**OBJECTIVE:**
Copy the following items line for line, keeping every word and mark unchanged.

* START *

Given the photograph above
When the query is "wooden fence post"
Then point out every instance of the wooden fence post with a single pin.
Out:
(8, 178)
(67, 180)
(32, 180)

* END *

**RESULT FOR THIS EXERCISE:**
Given the photograph above
When the query is "wooden fence post"
Then point out every instance of the wooden fence post with a single pin.
Out:
(8, 178)
(67, 180)
(32, 180)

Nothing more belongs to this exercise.